Stored items from a collection:

· · · ·

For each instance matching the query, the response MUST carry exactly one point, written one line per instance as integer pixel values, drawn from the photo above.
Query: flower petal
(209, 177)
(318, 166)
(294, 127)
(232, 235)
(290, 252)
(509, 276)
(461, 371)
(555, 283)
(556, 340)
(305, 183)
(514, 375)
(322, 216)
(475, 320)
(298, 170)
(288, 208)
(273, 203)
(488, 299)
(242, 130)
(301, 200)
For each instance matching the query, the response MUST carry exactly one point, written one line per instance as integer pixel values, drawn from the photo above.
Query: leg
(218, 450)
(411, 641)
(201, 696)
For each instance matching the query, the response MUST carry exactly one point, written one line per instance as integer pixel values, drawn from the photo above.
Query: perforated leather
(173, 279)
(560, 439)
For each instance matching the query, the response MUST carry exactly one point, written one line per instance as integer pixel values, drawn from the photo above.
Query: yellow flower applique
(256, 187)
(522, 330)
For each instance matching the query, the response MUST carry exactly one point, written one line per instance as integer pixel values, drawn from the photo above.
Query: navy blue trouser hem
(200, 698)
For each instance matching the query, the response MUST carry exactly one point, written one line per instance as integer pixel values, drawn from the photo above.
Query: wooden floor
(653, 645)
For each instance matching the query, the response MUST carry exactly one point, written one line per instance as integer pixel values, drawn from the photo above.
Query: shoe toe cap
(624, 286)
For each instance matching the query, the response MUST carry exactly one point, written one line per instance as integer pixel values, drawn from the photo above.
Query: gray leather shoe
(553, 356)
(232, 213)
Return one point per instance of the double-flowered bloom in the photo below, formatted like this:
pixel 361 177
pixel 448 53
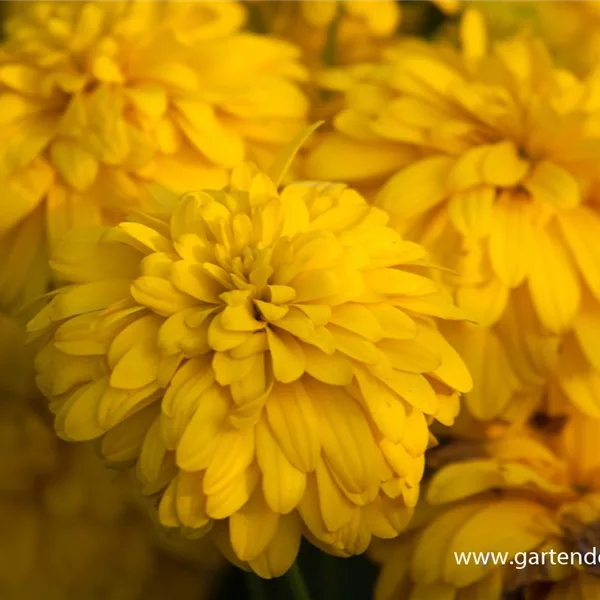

· · · ·

- _Assignment_
Print every record above exactly, but no pictures.

- _Solution for this exercise_
For each instance matching the query, the response MUST carry exactly one point, written one line per instance as integer pixel values, drawn from the photo above.
Query: flower petal
(209, 177)
(318, 166)
(294, 127)
(232, 235)
(290, 252)
(509, 276)
(461, 371)
(555, 283)
(556, 340)
(305, 183)
(514, 375)
(322, 216)
(475, 320)
(298, 170)
(288, 208)
(273, 203)
(488, 299)
(242, 130)
(301, 200)
For each instance matching the query, the response MUST carry exactly one point, written one line per instance as integer pixel values, drawn from the photo above.
Query: leg
(218, 450)
(411, 641)
(201, 696)
For each instance matching the query, the response MUST carry exactly one point, written one line per instance as integer pixel values, drawn from the photo above.
Query: perforated leather
(173, 279)
(560, 439)
For each instance matching the query, the response MUST carry exactly one point, written one line per instance as integer pixel values, drawn from the photo above.
Query: yellow flower applique
(256, 187)
(522, 330)
For each instance matching the query, the response MUST carry exactly one point, written one line per instance as integer pixel values, drawn from the photo above.
Query: navy blue trouser hem
(200, 698)
For each instance matching the query, the response MUST carry exactly one point, written one line per instance as integer pixel values, drawn from the photo above.
Query: wooden floor
(653, 645)
For each instance matching the query, the response MUST carry exactly one point, written one line per instance as integer pixel values, drawn from the photo above.
Query: shoe toe cap
(624, 286)
For each instance matching the query, the response MUST carry exactly one point, written one line per instance as integer pixel values, drawn from the photo above.
Query: gray leather shoe
(553, 356)
(232, 213)
Return one point per instance of the double-flowered bloom in the photo below, formatted like this:
pixel 361 177
pixel 448 53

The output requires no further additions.